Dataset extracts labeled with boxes
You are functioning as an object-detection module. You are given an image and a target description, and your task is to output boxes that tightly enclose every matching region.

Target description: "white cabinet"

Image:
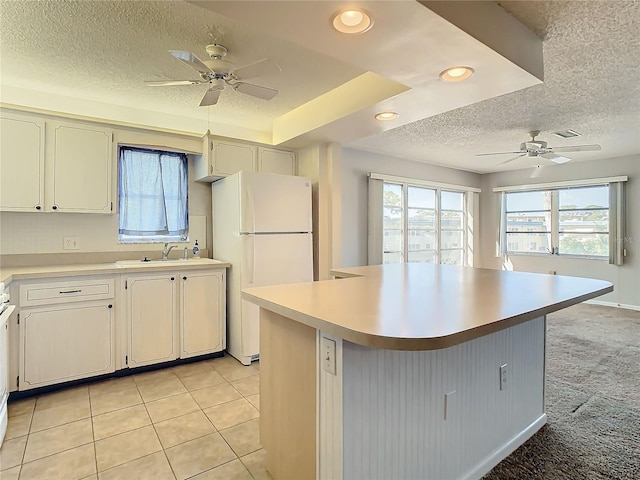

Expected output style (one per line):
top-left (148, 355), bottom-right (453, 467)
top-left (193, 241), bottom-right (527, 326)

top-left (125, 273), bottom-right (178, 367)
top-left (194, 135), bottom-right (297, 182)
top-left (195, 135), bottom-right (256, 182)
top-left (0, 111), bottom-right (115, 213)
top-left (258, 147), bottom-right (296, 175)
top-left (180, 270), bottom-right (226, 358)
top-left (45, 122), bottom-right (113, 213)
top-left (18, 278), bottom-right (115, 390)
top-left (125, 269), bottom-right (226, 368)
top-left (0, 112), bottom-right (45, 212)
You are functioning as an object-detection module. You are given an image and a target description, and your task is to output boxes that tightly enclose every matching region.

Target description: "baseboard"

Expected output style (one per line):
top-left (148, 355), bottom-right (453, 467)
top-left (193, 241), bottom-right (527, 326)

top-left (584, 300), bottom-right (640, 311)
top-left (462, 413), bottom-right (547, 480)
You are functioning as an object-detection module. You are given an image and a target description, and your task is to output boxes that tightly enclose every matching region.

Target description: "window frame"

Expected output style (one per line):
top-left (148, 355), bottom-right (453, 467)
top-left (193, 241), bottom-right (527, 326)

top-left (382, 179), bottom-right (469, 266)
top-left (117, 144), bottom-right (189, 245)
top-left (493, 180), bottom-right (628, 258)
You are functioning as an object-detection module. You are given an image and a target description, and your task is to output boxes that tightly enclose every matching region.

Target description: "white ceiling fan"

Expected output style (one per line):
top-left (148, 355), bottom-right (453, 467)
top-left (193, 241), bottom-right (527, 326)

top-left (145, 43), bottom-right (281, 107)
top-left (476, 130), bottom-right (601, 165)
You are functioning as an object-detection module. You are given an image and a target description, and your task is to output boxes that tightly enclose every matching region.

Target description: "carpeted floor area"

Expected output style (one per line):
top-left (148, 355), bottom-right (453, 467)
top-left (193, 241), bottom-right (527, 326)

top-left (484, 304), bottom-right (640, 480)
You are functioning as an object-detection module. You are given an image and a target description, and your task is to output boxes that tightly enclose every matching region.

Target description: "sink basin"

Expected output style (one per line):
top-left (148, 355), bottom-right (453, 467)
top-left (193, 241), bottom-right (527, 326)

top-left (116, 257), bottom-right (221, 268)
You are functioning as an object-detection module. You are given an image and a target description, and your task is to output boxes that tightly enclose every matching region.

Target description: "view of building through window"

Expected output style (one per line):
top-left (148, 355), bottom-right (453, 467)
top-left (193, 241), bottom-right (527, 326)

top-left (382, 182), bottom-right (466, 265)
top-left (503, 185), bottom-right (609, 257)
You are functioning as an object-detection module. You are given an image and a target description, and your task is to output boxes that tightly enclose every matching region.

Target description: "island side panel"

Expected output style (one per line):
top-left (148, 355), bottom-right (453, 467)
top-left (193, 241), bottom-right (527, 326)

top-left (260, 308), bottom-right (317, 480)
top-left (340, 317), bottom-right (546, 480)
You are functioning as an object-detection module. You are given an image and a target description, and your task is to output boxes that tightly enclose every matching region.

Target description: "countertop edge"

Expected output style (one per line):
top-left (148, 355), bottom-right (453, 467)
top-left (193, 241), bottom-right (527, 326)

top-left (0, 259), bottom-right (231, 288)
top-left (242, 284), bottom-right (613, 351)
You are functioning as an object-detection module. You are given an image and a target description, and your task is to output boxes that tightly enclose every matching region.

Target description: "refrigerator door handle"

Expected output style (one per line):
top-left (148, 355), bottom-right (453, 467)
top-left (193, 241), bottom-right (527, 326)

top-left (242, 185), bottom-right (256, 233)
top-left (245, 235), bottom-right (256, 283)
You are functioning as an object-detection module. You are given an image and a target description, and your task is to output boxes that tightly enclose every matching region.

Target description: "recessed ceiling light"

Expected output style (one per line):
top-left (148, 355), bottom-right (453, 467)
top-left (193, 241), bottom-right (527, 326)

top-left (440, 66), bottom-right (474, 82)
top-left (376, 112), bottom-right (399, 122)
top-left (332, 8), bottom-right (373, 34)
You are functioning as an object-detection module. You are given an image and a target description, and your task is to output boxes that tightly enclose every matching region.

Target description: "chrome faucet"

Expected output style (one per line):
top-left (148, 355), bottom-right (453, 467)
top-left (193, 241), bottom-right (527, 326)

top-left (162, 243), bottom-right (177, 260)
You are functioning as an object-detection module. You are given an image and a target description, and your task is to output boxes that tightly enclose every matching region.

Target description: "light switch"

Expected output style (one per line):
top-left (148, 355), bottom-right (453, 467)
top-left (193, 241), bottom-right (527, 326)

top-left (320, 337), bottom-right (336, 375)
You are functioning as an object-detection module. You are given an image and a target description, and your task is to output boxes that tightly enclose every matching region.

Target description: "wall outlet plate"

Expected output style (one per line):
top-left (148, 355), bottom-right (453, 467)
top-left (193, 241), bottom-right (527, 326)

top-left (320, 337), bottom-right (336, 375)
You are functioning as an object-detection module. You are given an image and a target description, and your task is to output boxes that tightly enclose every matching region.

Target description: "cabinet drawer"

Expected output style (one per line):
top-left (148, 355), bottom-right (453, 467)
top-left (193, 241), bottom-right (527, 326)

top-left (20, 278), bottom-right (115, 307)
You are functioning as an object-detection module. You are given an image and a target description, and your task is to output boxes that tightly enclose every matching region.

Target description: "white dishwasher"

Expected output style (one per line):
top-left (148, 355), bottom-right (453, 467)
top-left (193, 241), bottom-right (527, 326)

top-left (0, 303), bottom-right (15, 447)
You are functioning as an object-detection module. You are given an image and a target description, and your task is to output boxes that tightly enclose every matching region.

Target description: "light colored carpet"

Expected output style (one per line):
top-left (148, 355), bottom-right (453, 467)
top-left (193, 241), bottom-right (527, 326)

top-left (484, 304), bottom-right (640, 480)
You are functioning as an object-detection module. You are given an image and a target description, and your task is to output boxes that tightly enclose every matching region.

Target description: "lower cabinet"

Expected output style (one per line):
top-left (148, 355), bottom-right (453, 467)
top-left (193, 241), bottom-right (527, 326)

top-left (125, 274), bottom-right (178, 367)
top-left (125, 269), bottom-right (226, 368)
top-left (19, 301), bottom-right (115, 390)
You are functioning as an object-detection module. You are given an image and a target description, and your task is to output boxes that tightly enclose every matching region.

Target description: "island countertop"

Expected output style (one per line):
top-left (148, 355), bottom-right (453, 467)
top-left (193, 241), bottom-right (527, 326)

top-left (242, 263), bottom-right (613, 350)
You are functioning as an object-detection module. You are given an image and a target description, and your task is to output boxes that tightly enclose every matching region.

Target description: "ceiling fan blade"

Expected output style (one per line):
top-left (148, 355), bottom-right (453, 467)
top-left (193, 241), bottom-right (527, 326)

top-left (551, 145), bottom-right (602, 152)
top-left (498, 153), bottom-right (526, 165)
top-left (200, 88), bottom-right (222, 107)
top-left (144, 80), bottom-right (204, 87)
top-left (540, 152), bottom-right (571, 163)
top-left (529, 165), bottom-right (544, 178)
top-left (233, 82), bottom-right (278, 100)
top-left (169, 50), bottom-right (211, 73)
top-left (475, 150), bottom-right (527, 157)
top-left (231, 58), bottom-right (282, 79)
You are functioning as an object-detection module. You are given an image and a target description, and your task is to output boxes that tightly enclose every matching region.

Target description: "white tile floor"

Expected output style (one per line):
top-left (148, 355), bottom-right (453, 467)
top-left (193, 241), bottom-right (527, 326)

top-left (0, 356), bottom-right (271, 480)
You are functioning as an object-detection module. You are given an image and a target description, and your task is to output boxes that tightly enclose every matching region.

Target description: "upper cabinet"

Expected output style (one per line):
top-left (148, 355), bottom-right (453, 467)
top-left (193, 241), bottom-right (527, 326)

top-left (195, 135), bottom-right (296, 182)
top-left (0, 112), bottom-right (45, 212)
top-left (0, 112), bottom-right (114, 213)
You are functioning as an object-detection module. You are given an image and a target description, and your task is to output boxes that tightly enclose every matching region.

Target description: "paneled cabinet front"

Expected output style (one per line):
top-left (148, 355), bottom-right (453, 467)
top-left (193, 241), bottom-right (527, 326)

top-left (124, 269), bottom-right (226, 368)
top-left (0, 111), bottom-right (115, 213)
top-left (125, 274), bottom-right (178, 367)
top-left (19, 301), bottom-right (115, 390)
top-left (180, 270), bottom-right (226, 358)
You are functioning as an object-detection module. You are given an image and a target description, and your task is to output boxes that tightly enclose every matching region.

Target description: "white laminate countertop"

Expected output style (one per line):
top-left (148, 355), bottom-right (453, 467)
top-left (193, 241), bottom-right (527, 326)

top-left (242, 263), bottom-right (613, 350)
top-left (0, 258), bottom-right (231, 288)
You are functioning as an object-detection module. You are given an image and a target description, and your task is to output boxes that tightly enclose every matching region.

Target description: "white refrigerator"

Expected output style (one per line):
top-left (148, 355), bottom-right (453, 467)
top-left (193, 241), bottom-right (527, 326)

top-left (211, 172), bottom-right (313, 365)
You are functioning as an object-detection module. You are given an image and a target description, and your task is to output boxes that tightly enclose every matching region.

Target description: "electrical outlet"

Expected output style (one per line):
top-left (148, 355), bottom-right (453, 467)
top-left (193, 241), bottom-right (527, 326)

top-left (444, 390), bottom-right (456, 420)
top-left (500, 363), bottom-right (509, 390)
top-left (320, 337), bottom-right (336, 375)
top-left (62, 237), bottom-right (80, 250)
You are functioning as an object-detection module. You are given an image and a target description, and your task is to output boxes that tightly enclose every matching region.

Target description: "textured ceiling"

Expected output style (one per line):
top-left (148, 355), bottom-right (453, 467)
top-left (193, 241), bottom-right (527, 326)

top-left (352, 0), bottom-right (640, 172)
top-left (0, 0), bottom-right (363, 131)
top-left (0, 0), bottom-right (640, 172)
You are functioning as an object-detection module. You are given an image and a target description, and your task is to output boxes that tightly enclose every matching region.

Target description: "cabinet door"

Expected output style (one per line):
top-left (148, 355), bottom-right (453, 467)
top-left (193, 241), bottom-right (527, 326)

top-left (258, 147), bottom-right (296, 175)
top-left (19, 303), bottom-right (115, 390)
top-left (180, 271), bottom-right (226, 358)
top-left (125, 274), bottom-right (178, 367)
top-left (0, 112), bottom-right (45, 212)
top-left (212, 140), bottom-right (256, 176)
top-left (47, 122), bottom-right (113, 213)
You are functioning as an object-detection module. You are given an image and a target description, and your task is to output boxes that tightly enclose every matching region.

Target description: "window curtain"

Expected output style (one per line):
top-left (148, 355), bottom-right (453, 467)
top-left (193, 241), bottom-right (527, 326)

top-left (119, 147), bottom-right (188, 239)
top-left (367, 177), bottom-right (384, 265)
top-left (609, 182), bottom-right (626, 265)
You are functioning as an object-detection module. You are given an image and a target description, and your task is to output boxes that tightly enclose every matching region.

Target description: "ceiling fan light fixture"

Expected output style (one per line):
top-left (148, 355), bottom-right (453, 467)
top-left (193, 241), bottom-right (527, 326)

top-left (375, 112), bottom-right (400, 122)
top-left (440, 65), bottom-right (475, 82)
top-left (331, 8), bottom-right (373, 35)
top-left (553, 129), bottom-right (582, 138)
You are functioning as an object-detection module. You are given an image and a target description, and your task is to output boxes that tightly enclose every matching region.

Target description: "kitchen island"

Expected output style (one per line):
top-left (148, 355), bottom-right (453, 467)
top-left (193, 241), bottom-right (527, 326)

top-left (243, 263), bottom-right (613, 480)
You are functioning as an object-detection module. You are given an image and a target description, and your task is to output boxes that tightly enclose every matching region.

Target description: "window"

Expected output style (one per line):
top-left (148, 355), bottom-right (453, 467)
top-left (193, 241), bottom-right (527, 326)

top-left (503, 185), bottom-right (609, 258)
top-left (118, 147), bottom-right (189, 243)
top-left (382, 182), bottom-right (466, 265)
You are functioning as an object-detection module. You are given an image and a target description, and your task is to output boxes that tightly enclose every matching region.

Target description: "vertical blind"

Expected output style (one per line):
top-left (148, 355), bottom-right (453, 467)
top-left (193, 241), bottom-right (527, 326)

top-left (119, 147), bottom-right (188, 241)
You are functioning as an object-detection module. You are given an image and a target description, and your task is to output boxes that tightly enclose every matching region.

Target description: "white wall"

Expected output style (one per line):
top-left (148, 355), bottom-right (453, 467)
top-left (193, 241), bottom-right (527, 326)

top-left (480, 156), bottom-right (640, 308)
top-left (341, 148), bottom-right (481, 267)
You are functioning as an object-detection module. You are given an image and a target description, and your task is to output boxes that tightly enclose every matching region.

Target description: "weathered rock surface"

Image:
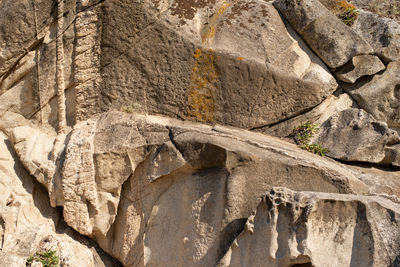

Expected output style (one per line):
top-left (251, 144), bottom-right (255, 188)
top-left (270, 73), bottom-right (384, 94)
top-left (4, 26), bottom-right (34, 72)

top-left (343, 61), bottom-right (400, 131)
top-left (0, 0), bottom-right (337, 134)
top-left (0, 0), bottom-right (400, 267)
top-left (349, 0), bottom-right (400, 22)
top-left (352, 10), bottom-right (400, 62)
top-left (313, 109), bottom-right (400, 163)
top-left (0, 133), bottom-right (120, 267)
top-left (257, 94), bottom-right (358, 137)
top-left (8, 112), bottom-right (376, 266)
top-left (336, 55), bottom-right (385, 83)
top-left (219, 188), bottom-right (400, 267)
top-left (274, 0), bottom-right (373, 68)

» Aim
Pick out and copy every line of the material above that contains the string "wall"; treat uppercase and lowercase as distinct.

» Exercise response
Target description: "wall outlet plate"
Target description: "white wall"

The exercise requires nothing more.